→ **ABOUT THIS EXERCISE**
Exactly the lines from the one containing "Can you find the window?" through the final line of the data are to be written out again, with nothing added.

→ **INPUT DATA**

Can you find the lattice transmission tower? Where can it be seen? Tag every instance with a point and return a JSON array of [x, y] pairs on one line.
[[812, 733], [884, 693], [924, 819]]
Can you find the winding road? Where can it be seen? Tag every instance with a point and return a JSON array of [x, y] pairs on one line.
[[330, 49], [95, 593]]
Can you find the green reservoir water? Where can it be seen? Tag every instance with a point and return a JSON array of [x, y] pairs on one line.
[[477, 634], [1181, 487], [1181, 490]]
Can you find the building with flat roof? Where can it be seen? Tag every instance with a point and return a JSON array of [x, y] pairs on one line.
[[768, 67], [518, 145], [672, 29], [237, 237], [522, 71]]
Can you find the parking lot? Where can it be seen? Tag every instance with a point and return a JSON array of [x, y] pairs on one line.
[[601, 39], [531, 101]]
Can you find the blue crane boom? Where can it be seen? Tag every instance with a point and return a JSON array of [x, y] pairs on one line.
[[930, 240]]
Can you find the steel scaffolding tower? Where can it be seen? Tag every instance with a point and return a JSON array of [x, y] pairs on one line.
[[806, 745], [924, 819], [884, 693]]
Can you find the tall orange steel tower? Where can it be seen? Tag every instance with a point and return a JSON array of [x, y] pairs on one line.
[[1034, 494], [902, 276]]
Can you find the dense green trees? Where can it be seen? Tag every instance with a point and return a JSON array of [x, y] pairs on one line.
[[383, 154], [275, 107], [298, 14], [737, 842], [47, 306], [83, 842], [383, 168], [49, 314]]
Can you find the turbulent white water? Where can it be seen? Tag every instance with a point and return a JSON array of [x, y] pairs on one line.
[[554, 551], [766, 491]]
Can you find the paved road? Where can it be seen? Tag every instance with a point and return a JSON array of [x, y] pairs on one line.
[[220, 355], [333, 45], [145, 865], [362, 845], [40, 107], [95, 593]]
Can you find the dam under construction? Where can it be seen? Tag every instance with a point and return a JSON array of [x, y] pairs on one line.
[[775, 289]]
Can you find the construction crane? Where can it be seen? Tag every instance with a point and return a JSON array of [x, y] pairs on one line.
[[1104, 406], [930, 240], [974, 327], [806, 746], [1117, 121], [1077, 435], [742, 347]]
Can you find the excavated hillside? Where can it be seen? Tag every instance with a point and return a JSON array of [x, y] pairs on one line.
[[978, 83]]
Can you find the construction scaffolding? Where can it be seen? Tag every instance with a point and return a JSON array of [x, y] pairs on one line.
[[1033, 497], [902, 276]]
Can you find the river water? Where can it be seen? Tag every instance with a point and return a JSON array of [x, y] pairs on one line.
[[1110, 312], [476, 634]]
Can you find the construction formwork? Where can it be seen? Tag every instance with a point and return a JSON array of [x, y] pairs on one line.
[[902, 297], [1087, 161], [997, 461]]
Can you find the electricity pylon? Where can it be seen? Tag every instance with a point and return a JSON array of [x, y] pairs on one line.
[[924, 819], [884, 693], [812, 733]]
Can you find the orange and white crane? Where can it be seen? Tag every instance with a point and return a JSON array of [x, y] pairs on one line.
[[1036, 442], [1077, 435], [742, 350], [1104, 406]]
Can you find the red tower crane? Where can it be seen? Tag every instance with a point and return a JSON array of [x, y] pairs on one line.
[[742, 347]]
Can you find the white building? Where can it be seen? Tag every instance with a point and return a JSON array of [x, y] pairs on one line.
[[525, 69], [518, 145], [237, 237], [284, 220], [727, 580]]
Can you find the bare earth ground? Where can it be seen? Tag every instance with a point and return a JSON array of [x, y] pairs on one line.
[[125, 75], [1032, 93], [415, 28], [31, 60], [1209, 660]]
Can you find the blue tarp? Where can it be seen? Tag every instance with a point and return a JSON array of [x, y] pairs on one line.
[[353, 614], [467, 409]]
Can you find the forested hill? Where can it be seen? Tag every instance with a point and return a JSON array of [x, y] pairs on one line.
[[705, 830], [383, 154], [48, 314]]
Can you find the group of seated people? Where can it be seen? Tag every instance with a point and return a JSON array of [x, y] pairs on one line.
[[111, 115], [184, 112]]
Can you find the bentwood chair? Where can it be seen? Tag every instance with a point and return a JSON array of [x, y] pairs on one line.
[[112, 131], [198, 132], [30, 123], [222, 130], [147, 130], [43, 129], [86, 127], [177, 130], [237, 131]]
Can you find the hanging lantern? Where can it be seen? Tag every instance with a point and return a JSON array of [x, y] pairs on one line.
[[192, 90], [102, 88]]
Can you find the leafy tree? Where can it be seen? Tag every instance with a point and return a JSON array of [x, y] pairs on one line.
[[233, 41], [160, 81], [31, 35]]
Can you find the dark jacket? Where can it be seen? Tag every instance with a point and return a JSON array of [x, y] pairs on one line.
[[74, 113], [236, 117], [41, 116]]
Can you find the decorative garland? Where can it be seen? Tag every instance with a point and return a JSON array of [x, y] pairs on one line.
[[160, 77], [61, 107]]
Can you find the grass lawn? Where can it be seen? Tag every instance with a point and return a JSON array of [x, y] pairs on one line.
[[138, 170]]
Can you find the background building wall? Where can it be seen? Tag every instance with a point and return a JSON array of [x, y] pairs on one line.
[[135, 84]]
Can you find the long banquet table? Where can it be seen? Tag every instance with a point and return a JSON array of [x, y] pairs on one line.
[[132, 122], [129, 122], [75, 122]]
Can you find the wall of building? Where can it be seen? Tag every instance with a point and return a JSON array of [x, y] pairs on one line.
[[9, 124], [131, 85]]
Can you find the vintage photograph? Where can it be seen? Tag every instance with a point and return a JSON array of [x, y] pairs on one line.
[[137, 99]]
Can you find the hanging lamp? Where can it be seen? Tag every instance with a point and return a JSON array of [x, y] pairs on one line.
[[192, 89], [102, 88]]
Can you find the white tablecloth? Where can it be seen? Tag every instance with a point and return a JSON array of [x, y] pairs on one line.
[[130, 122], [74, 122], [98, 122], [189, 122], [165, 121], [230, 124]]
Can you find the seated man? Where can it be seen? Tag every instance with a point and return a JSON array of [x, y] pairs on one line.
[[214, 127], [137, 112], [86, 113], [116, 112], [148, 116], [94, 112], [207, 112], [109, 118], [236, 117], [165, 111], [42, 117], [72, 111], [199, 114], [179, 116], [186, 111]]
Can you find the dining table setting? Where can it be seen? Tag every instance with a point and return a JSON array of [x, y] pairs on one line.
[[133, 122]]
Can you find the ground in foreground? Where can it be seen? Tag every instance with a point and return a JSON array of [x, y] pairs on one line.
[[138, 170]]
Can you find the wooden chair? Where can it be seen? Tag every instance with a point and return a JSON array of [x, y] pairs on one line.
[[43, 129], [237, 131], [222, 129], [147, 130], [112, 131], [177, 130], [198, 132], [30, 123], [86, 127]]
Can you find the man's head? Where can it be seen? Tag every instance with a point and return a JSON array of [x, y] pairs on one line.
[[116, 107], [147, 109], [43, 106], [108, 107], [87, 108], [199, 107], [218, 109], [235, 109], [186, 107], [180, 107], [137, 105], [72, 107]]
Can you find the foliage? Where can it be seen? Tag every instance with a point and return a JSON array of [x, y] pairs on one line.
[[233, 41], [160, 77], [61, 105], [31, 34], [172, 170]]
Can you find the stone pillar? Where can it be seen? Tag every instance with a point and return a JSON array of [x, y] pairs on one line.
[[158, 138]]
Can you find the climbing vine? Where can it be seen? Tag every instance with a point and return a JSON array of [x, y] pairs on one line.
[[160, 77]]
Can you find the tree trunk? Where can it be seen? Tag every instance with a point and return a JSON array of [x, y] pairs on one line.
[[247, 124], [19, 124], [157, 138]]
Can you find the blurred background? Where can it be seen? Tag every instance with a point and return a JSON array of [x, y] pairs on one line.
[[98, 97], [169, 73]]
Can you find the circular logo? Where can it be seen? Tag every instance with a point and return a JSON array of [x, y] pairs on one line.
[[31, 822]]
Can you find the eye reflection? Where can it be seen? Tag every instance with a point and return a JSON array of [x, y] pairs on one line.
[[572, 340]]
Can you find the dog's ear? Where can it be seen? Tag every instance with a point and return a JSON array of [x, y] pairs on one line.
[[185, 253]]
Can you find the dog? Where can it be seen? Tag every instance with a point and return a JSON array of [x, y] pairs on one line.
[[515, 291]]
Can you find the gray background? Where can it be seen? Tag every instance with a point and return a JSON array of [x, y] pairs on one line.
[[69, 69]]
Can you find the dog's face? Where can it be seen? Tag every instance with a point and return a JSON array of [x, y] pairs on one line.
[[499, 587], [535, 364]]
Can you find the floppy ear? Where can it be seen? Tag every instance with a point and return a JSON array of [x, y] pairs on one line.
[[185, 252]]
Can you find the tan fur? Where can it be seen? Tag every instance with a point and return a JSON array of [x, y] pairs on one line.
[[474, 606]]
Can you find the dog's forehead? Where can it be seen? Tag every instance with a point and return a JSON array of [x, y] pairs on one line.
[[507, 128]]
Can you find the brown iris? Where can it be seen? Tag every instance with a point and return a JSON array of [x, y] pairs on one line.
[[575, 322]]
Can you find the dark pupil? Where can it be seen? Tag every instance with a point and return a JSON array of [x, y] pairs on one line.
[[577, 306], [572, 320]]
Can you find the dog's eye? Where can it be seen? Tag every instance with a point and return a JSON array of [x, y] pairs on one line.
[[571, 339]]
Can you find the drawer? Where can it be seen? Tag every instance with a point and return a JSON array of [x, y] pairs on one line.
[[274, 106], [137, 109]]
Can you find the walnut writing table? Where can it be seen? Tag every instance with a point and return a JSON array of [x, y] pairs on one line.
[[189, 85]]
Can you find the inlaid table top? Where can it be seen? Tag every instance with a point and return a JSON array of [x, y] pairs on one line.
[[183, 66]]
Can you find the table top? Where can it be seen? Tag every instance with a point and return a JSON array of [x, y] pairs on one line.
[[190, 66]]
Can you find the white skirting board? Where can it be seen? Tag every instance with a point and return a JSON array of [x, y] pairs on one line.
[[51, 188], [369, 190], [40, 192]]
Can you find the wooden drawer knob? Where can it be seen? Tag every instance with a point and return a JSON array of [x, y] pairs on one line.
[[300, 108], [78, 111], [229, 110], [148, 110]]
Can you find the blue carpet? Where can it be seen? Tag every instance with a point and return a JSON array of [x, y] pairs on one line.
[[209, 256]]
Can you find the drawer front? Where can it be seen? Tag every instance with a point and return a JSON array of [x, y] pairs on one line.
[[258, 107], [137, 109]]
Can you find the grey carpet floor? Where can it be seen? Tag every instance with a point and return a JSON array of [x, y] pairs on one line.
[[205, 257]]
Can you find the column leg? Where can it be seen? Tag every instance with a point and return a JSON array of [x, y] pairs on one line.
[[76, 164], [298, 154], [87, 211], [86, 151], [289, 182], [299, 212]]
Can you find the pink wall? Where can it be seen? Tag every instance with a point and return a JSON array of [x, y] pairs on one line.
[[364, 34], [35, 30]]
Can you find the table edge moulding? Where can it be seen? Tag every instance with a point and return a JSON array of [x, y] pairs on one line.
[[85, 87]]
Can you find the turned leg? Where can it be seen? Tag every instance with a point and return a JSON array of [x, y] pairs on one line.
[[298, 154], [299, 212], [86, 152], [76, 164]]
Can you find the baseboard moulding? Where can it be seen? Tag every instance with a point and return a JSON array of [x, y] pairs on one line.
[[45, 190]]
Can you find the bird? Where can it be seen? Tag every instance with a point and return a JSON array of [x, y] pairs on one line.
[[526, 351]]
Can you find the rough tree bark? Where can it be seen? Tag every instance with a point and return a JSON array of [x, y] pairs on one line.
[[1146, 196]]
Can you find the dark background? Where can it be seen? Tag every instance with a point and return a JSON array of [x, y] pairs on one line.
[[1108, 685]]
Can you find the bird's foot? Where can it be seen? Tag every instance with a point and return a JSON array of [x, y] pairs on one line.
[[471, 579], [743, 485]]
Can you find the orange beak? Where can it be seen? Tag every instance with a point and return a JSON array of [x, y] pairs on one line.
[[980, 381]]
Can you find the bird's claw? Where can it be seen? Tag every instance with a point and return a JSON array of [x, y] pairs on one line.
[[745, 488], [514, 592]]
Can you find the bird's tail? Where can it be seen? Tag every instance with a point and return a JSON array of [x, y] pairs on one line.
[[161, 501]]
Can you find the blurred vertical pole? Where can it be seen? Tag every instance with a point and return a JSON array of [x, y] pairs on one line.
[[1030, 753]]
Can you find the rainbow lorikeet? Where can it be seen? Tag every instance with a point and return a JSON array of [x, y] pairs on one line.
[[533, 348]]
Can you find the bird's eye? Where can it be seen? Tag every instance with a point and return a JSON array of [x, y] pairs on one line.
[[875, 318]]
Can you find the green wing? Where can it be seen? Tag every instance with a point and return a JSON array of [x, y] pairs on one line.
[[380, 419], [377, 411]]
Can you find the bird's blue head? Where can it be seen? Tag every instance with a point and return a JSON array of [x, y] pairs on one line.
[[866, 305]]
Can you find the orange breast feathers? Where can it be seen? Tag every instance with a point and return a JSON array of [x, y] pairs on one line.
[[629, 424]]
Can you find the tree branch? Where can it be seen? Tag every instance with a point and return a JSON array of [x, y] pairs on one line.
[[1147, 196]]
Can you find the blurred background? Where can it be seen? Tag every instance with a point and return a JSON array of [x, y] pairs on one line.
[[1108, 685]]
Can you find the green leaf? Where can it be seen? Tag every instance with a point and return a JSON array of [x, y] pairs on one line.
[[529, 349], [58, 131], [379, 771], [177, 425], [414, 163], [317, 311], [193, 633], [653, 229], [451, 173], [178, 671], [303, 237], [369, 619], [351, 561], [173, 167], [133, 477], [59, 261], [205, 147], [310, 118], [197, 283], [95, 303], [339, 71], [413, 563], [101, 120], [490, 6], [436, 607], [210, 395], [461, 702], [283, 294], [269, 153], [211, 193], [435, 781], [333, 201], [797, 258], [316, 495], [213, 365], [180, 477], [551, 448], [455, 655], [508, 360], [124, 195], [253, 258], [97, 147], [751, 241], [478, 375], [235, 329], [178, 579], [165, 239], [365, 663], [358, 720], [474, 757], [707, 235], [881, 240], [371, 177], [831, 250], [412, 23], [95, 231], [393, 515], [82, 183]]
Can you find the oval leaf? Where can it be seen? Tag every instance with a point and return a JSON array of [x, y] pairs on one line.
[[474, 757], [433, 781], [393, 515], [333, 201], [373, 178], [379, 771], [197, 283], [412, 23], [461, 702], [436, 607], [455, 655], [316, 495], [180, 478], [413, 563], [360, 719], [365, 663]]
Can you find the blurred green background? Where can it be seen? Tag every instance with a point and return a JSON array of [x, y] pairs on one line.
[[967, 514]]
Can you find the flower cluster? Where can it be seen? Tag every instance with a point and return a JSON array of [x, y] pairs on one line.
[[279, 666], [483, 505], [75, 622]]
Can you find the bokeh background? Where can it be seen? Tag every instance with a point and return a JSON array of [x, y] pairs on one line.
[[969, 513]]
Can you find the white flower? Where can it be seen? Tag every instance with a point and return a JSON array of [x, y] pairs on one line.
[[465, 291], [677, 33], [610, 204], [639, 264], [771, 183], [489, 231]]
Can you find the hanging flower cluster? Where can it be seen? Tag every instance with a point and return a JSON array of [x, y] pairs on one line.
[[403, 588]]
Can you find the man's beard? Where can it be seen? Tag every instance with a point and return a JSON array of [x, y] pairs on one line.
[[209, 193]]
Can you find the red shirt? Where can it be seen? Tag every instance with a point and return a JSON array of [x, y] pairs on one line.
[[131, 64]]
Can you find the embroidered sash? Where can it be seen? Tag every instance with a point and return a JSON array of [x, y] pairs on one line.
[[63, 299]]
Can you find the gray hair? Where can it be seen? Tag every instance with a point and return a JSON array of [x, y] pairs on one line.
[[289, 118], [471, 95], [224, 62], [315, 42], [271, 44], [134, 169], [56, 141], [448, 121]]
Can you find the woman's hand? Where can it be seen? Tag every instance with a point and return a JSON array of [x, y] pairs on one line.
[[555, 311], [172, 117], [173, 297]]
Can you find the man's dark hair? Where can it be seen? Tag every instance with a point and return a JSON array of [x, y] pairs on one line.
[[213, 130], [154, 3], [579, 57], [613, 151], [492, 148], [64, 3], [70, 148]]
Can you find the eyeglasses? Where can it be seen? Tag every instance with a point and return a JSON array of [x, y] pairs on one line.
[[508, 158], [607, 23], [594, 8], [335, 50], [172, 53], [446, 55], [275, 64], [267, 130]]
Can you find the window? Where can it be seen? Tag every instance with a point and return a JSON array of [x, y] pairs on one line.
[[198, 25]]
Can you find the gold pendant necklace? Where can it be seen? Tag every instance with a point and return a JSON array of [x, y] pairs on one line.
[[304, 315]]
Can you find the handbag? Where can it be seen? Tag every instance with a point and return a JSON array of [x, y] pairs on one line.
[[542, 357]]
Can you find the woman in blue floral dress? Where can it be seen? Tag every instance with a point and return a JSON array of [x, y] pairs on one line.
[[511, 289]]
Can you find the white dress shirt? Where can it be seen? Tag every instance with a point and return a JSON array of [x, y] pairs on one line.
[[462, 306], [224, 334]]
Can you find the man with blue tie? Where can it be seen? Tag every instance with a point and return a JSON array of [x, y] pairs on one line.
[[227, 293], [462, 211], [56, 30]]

→ **ANSWER TO THE EXERCISE**
Can you find the window? Where can it be seen? Tag every instance with a point and return a JSON array of [x, y] pairs on one line.
[[198, 25]]
Can you find the gold pendant necklace? Where can it be seen? Tag every instance with a point and return a JSON array of [x, y] pairs on one line.
[[304, 315]]
Can you find the handbag? Where can it be seen? Tag every instance with a point and return a JSON array of [x, y] pairs on one line.
[[542, 357]]
Can you find the woman in blue floral dress? Where can it be seen? Tag every instance with a point and return a JSON array of [x, y] pairs on one line.
[[511, 289]]
Can you find the white dress shirt? Where can it be seen? Tag every instance with a point and return a JSON array of [x, y] pairs on one line.
[[462, 306], [224, 334]]
Can you find the man with blue tie? Where can it be seen? Tag every instance with a point and return a JSON array of [x, y] pairs on one line.
[[227, 293], [462, 211], [56, 30]]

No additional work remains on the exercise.